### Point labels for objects
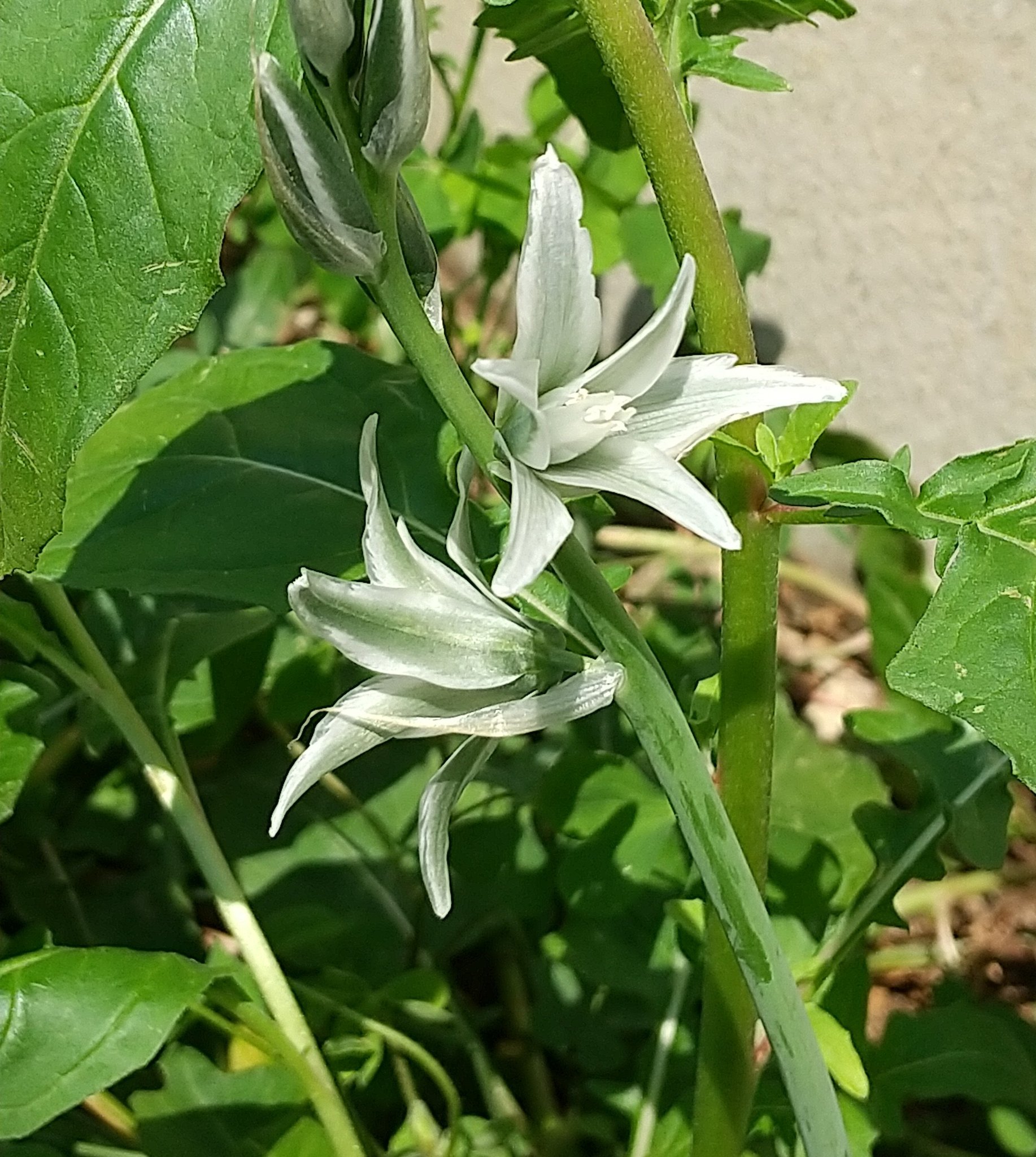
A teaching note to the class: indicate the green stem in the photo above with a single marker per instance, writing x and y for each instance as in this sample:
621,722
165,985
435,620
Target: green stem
726,1055
627,45
181,803
665,735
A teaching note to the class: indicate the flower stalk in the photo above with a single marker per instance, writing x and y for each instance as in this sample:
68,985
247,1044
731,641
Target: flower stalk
726,1074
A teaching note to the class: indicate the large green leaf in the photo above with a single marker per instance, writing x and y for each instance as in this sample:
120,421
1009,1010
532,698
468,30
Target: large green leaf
76,1021
227,479
203,1110
18,750
125,140
817,790
987,1054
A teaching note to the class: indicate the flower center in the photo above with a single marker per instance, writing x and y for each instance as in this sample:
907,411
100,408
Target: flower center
608,408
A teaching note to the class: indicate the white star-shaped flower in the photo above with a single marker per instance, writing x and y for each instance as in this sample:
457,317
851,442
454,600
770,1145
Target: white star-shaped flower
451,659
568,428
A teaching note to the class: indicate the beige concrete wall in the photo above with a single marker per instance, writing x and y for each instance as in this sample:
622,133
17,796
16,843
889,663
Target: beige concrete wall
899,183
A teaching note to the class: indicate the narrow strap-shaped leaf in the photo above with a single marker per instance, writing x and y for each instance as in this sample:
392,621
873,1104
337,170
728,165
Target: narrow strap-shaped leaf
437,802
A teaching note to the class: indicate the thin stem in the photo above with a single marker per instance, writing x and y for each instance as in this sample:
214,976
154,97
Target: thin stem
404,1045
181,804
648,1116
112,1113
665,735
726,1056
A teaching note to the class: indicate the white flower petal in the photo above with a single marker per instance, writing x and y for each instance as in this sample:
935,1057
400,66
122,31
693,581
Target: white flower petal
392,557
445,641
437,802
515,377
337,740
413,710
559,315
634,368
695,396
624,466
540,523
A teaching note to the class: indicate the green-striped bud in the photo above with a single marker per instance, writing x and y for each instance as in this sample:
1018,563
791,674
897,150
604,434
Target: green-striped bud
311,177
324,31
397,84
417,250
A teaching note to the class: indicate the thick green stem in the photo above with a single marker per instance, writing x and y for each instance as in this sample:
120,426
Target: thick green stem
726,1054
181,803
627,44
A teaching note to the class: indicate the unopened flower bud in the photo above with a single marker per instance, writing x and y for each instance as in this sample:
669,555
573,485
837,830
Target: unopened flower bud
324,31
311,177
397,84
417,250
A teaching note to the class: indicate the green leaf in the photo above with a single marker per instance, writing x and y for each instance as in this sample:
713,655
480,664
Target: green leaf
974,652
79,1020
804,427
963,794
19,751
203,1110
751,249
128,139
987,1054
856,489
229,478
556,35
817,790
730,15
648,248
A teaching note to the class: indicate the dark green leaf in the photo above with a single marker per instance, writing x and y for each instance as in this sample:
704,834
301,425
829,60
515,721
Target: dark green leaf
858,488
974,652
985,1054
128,140
227,479
552,32
817,790
79,1020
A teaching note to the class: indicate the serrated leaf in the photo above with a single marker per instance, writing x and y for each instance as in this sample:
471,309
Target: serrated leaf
857,489
817,790
974,653
229,478
987,1054
79,1020
127,141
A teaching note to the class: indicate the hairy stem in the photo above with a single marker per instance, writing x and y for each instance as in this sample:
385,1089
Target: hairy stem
726,1065
180,802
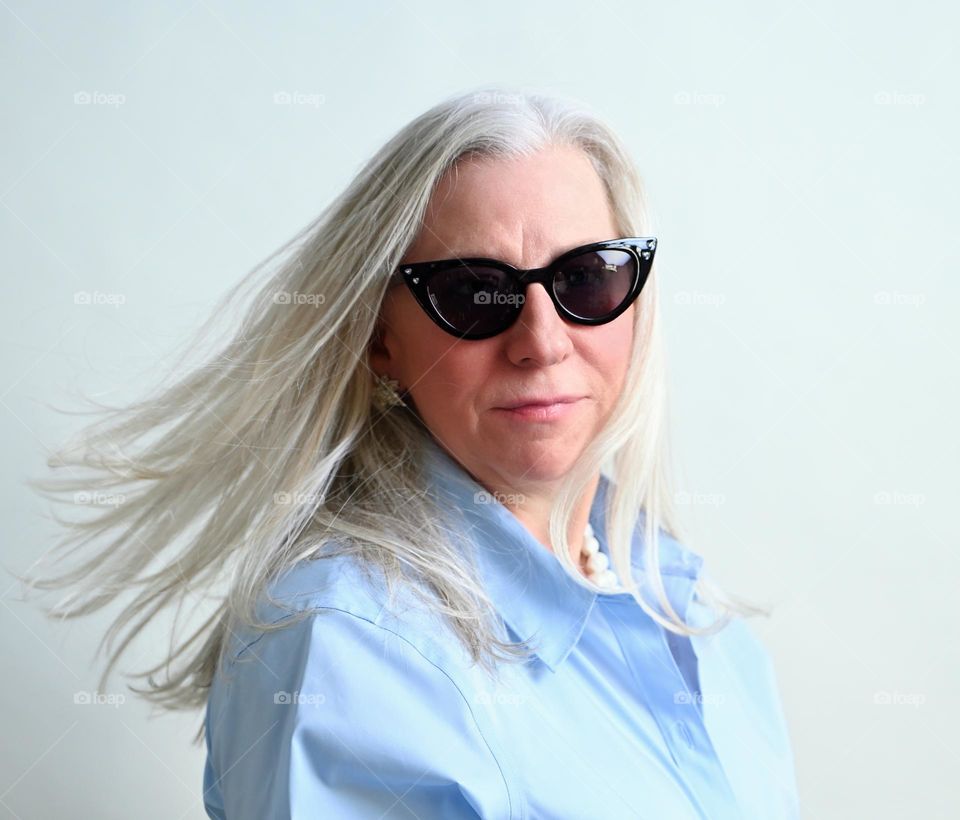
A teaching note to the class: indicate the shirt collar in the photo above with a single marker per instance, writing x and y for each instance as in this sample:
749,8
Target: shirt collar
526,583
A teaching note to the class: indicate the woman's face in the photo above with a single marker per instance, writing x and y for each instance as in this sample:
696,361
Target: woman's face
526,212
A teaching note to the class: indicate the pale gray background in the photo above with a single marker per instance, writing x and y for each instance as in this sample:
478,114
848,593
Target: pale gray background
802,162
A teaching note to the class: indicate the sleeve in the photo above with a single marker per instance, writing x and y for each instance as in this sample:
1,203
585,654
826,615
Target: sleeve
336,716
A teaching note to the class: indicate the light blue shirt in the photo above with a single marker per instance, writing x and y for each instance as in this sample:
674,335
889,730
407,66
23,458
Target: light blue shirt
361,711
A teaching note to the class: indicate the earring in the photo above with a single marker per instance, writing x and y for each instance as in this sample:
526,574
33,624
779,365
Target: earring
385,393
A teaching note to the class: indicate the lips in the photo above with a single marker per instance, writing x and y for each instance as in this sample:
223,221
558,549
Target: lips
539,401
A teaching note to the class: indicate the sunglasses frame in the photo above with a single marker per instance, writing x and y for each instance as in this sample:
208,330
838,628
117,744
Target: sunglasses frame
417,276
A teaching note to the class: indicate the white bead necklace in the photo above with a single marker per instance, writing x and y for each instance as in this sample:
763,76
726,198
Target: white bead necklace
596,562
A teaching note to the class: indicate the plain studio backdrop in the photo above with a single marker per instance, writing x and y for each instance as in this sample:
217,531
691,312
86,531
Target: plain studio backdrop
802,164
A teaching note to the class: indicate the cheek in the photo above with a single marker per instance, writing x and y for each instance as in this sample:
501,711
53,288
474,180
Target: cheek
611,347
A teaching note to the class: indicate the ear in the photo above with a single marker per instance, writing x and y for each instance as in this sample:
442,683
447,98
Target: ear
377,353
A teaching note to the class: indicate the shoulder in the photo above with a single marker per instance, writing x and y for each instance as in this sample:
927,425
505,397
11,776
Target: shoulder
342,709
336,593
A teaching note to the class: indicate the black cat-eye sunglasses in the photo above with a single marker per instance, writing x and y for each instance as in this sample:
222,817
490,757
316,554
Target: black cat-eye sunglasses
477,298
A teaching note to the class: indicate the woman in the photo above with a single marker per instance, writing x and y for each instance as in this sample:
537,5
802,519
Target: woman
430,472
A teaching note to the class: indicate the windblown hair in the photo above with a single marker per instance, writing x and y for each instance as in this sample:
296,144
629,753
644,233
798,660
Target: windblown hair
271,452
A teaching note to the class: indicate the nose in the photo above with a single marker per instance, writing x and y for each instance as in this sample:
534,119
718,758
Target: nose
539,335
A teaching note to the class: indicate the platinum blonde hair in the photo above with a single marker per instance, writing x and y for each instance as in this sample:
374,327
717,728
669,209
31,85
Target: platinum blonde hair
270,452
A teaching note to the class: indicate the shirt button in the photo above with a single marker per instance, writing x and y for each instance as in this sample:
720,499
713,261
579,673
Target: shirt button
684,731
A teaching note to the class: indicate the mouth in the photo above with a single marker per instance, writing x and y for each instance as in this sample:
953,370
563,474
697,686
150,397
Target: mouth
550,409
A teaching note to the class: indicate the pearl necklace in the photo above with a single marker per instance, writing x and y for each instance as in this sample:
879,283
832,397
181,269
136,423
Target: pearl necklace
597,562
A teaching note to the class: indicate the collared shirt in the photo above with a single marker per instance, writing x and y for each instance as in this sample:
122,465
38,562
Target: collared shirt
363,710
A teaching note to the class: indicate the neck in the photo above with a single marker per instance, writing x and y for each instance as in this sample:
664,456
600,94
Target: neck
534,514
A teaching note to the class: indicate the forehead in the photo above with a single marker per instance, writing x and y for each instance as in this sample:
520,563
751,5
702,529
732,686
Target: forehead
524,210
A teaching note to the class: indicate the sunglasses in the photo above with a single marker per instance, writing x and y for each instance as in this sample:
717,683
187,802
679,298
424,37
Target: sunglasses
478,298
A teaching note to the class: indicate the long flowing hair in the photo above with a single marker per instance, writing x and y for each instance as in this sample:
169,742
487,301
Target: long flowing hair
271,451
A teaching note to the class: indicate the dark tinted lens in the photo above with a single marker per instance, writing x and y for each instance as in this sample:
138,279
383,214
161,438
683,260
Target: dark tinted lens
594,284
474,299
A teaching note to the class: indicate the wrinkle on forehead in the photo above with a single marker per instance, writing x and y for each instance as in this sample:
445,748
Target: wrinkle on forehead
534,209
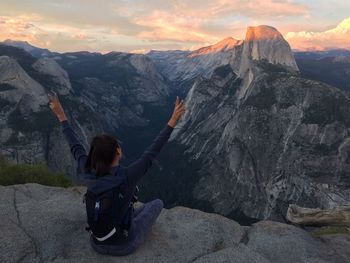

### WRITTEN PROBLEM
Can you render every line of the material above as a Markdown table with a Row column for the row number and a Line column for the line itself, skipping blank lines and leaving the pictures out?

### COMPLETE ANSWER
| Row | Line |
|---|---|
| 1 | A teaching note to the class: indicate the green stem in the photo above with a single marker per instance, writing x and y for each instance as in this sample: |
| 2 | 621,722 |
| 3 | 165,985 |
| 4 | 435,620 |
| 5 | Target: green stem |
| 6 | 726,1055 |
| 7 | 627,45 |
| 8 | 181,803 |
| 9 | 665,735 |
| 10 | A teaching note to the class: indicate the flower stalk in the photo above with a single marker per instance, writing x and y for each instance as in this sample: |
| 11 | 68,985 |
| 12 | 247,1044 |
| 13 | 731,641 |
| 14 | Target: flower stalk |
| 15 | 726,1074 |
| 16 | A teaching note to the class: indicate the large green leaf in the photo above with a single marker per instance, writing x and y for each instance as in this sample: |
| 17 | 120,421 |
| 18 | 1009,1010 |
| 19 | 532,698 |
| 20 | 468,30 |
| 21 | Target: large green leaf |
| 22 | 76,1021 |
| 23 | 227,479 |
| 24 | 203,1110 |
| 25 | 18,750 |
| 26 | 125,140 |
| 27 | 817,790 |
| 28 | 987,1054 |
| 29 | A teaching note to the class: indicate the flower center in the photo above with a single marker per instance, writing x and y for each instance as in this sample: |
| 30 | 907,411 |
| 31 | 100,408 |
| 32 | Target: flower center |
| 33 | 608,408 |
| 34 | A teaching note to the class: indicate the white star-shaped flower in the photo above with a single marker per instance, writing x and y for each instance as in this sample: |
| 35 | 457,317 |
| 36 | 851,442 |
| 37 | 454,600 |
| 38 | 770,1145 |
| 39 | Target: white star-shaped flower |
| 40 | 451,659 |
| 41 | 568,428 |
| 42 | A teaching note to the class: indicate the beige concrete wall in the photo above with a single marker per instance, writing x and y for each instance as in this sample: |
| 43 | 622,133 |
| 44 | 17,796 |
| 45 | 16,843 |
| 46 | 889,663 |
| 47 | Target: beige concrete wall |
| 48 | 899,183 |
| 49 | A teaching note to the class: indicate the narrow strap-shaped leaf in the photo above with a single marker per instance, writing x and y for each instance as in this sample: |
| 50 | 392,621 |
| 51 | 873,1104 |
| 52 | 337,170 |
| 53 | 728,165 |
| 54 | Target: narrow strap-shaped leaf |
| 55 | 437,802 |
| 56 | A teaching note to the class: indicate the thin stem in the photo above with a single marker per instance, writing x and y for each instance as in this sample: |
| 57 | 214,976 |
| 58 | 154,97 |
| 59 | Target: thin stem |
| 60 | 404,1045 |
| 61 | 181,804 |
| 62 | 648,1116 |
| 63 | 112,1113 |
| 64 | 665,735 |
| 65 | 726,1056 |
| 66 | A teaching note to the class: indicate the white flower petal in the photo above with a single marker per instance, writing x and y for each instance as in this sample: |
| 67 | 935,1057 |
| 68 | 400,66 |
| 69 | 122,31 |
| 70 | 693,581 |
| 71 | Target: white flower petal |
| 72 | 392,557 |
| 73 | 445,641 |
| 74 | 437,802 |
| 75 | 515,377 |
| 76 | 337,740 |
| 77 | 413,710 |
| 78 | 559,315 |
| 79 | 634,368 |
| 80 | 695,396 |
| 81 | 624,466 |
| 82 | 540,523 |
| 83 | A teaching note to the class: indicate the green-striped bud in the photo above with a single marker per instance, writing x and y for each instance as in this sample: |
| 84 | 1018,563 |
| 85 | 791,674 |
| 86 | 897,150 |
| 87 | 604,434 |
| 88 | Target: green-striped bud |
| 89 | 311,177 |
| 90 | 324,31 |
| 91 | 397,84 |
| 92 | 417,250 |
| 93 | A teaching note to the class: indicate the thick green stem in the photo above with a single marker per instance, writing x and y for each instance as in this sample: |
| 94 | 120,426 |
| 95 | Target: thick green stem |
| 96 | 726,1054 |
| 97 | 181,803 |
| 98 | 627,44 |
| 99 | A teaching note to the class: indicate the unopened flower bud in the photo above with a single marker per instance, writing x and y for each instance as in this sample: |
| 100 | 669,555 |
| 101 | 573,485 |
| 102 | 837,830 |
| 103 | Target: unopened flower bud |
| 104 | 324,31 |
| 105 | 311,177 |
| 106 | 397,84 |
| 107 | 417,250 |
| 108 | A teaching note to the class: indicate the green leaf in the photo above with a single marker per instance, writing x and y for each instance as in this sample: |
| 109 | 713,655 |
| 110 | 480,664 |
| 111 | Target: green leaf |
| 112 | 974,652 |
| 113 | 79,1020 |
| 114 | 804,427 |
| 115 | 963,794 |
| 116 | 19,751 |
| 117 | 203,1110 |
| 118 | 751,249 |
| 119 | 128,139 |
| 120 | 987,1054 |
| 121 | 856,489 |
| 122 | 229,478 |
| 123 | 556,35 |
| 124 | 817,790 |
| 125 | 730,15 |
| 126 | 648,248 |
| 127 | A teaching note to the class: indicate the dark green leaf in the photo above with a single marker per instance, writing x and y for each instance as in this sample: |
| 128 | 704,834 |
| 129 | 301,425 |
| 130 | 829,60 |
| 131 | 515,721 |
| 132 | Target: dark green leaf |
| 133 | 858,488 |
| 134 | 974,652 |
| 135 | 985,1054 |
| 136 | 128,140 |
| 137 | 227,479 |
| 138 | 552,32 |
| 139 | 817,790 |
| 140 | 79,1020 |
| 141 | A teaching note to the class: indicate the serrated leaf in the photo above with a single marker per instance, writing x and y for each instance as in this sample: |
| 142 | 471,309 |
| 143 | Target: serrated leaf |
| 144 | 857,489 |
| 145 | 817,790 |
| 146 | 974,653 |
| 147 | 229,478 |
| 148 | 987,1054 |
| 149 | 79,1020 |
| 150 | 127,141 |
| 151 | A teaching note to the class: indicate the hairy stem in the photo above with a single marker per instance, writing x and y for each instance as in this sample: |
| 152 | 385,1089 |
| 153 | Target: hairy stem |
| 154 | 726,1065 |
| 155 | 180,802 |
| 156 | A teaching note to the class: indicate the shirt collar in the photo above with a single marker per instance, writing x and y for each instance as in this sample: |
| 157 | 749,8 |
| 158 | Target: shirt collar |
| 159 | 526,583 |
| 160 | A teaching note to the class: indicate the woman's face in the photo above with a single marker per instance, writing x and y for each instance as in this sample: |
| 161 | 696,361 |
| 162 | Target: woman's face |
| 163 | 526,212 |
| 164 | A teaching note to the class: indicate the pale gray background in the photo above with a single marker per instance, writing x and y for each instance as in this sample: |
| 165 | 478,114 |
| 166 | 848,593 |
| 167 | Target: pale gray background |
| 168 | 802,162 |
| 169 | A teaching note to the class: indicate the sleeve in the photo above with a single marker per instance, writing x and y for each instance as in this sample: |
| 170 | 1,203 |
| 171 | 585,654 |
| 172 | 826,615 |
| 173 | Target: sleeve |
| 174 | 336,716 |
| 175 | A teaching note to the class: indicate the light blue shirt in the photo above with a single marker per instance, writing x and y for each instance as in this sample: |
| 176 | 674,335 |
| 177 | 889,730 |
| 178 | 407,66 |
| 179 | 23,458 |
| 180 | Target: light blue shirt |
| 181 | 361,711 |
| 182 | A teaching note to the class: indicate the earring in the photo above with a single marker per instance, writing x and y for each instance as in this sample: |
| 183 | 526,574 |
| 184 | 33,624 |
| 185 | 779,365 |
| 186 | Target: earring |
| 187 | 385,393 |
| 188 | A teaching note to the class: indicate the lips in the photo above with a single marker per instance, writing x and y for each instance as in this sample: |
| 189 | 223,221 |
| 190 | 558,549 |
| 191 | Target: lips |
| 192 | 539,401 |
| 193 | A teaching note to the class: indicate the sunglasses frame in the photo above with a single marker per instance, writing x and y for each instance as in this sample: |
| 194 | 208,330 |
| 195 | 838,628 |
| 196 | 117,744 |
| 197 | Target: sunglasses frame |
| 198 | 417,276 |
| 199 | A teaching note to the class: indicate the white bead necklace in the photo above with a single marker per instance, writing x and y for each instance as in this sample: |
| 200 | 763,76 |
| 201 | 726,198 |
| 202 | Target: white bead necklace |
| 203 | 596,562 |
| 204 | A teaching note to the class: indicate the plain studio backdrop in the photo above with a single marker per instance, writing x and y for each instance as in this sample: |
| 205 | 217,531 |
| 206 | 691,312 |
| 207 | 86,531 |
| 208 | Target: plain studio backdrop |
| 209 | 802,164 |
| 210 | A teaching note to the class: indicate the cheek in the photo above with a single marker per instance, writing x and y for each instance as in this sample: |
| 211 | 501,711 |
| 212 | 53,288 |
| 213 | 474,180 |
| 214 | Target: cheek |
| 215 | 611,347 |
| 216 | A teaching note to the class: indicate the ear in the photo above with a single marker per instance, writing x and y for each instance as in this sample: |
| 217 | 442,683 |
| 218 | 447,98 |
| 219 | Target: ear |
| 220 | 377,353 |
| 221 | A teaching note to the class: indicate the shoulder in the photo above with a single marker per instance, writing x and y for each instance as in this sample: |
| 222 | 927,425 |
| 223 | 505,397 |
| 224 | 11,776 |
| 225 | Target: shoulder |
| 226 | 342,709 |
| 227 | 336,593 |
| 228 | A teaching note to the class: indicate the black cat-eye sunglasses in the photo above with a single marker per instance, writing x and y for each instance as in this sample: |
| 229 | 222,817 |
| 230 | 490,757 |
| 231 | 316,554 |
| 232 | Target: black cat-eye sunglasses |
| 233 | 477,298 |
| 234 | A teaching note to the class: indicate the woman in the photo above with a single marker per instance, writing x and y for each instance as in this sample: |
| 235 | 537,5 |
| 236 | 802,519 |
| 237 | Target: woman |
| 238 | 430,472 |
| 239 | A teaching note to the class: indicate the windblown hair in the photo above with a single marker per instance, writing x and y for each instance as in this sample: |
| 240 | 296,144 |
| 241 | 629,753 |
| 242 | 644,233 |
| 243 | 798,660 |
| 244 | Target: windblown hair |
| 245 | 271,452 |
| 246 | A teaching note to the class: indicate the nose in the photo above with a single marker per instance, writing x and y for each instance as in this sample: |
| 247 | 534,119 |
| 248 | 718,758 |
| 249 | Target: nose |
| 250 | 539,335 |
| 251 | A teaching note to the class: indicate the platinum blonde hair in the photo above with a single marker per instance, writing x and y for each instance as in this sample: |
| 252 | 374,327 |
| 253 | 717,728 |
| 254 | 669,209 |
| 255 | 31,85 |
| 256 | Target: platinum blonde hair |
| 257 | 270,452 |
| 258 | A teaching note to the class: indicate the shirt button in the photo above with a single marker per instance, writing x and y for each instance as in this sample: |
| 259 | 720,499 |
| 260 | 713,261 |
| 261 | 579,673 |
| 262 | Target: shirt button |
| 263 | 684,731 |
| 264 | A teaching note to the class: indicate the mouth in the photo above with a single marker per instance, writing x and y for each instance as in this sample: |
| 265 | 953,370 |
| 266 | 563,474 |
| 267 | 697,686 |
| 268 | 150,397 |
| 269 | Target: mouth |
| 270 | 550,409 |
| 271 | A teaching note to the class: indicate the pearl necklace in the photo above with a single marker per instance, writing x and y for each instance as in this sample: |
| 272 | 879,283 |
| 273 | 832,397 |
| 274 | 181,269 |
| 275 | 136,423 |
| 276 | Target: pearl necklace |
| 277 | 597,562 |
| 278 | A teaching note to the class: indicate the collared shirt in the photo above with a single marker per instance, writing x and y for each instance as in this sample: |
| 279 | 122,465 |
| 280 | 38,562 |
| 281 | Target: collared shirt |
| 282 | 363,710 |
| 283 | A teaching note to the class: indicate the neck in the photo above with a single marker per instance, writing x and y for each instance as in this sample: |
| 284 | 664,456 |
| 285 | 600,94 |
| 286 | Target: neck |
| 287 | 534,514 |
| 288 | A teaching note to the class: indicate the forehead in the photo above with a single marker per instance, writing x and y for each instance as in this sample: |
| 289 | 520,563 |
| 290 | 751,5 |
| 291 | 702,529 |
| 292 | 732,686 |
| 293 | Target: forehead |
| 294 | 524,210 |
| 295 | A teaching note to the class: indicate the sunglasses in the photo above with a single marker per instance, writing x and y for each instance as in this sample: |
| 296 | 717,683 |
| 297 | 187,802 |
| 298 | 679,298 |
| 299 | 424,37 |
| 300 | Target: sunglasses |
| 301 | 478,298 |
| 302 | A teaching note to the class: indicate the long flowing hair in the photo above with a single marker per instance, writing x and y for each instance as in this sample: |
| 303 | 169,742 |
| 304 | 487,301 |
| 305 | Target: long flowing hair |
| 306 | 271,451 |
| 307 | A teaching note to the class: indicate the dark tinted lens in the photo above with a single marker per instance, writing x and y for each instance as in this sample: |
| 308 | 138,279 |
| 309 | 383,214 |
| 310 | 161,438 |
| 311 | 683,260 |
| 312 | Target: dark tinted lens |
| 313 | 594,284 |
| 314 | 474,299 |
| 315 | A teaching note to the class: indicate the wrinkle on forehead in the photo above with a single marker per instance, writing x and y for each instance as in this sample: |
| 316 | 445,748 |
| 317 | Target: wrinkle on forehead |
| 318 | 534,209 |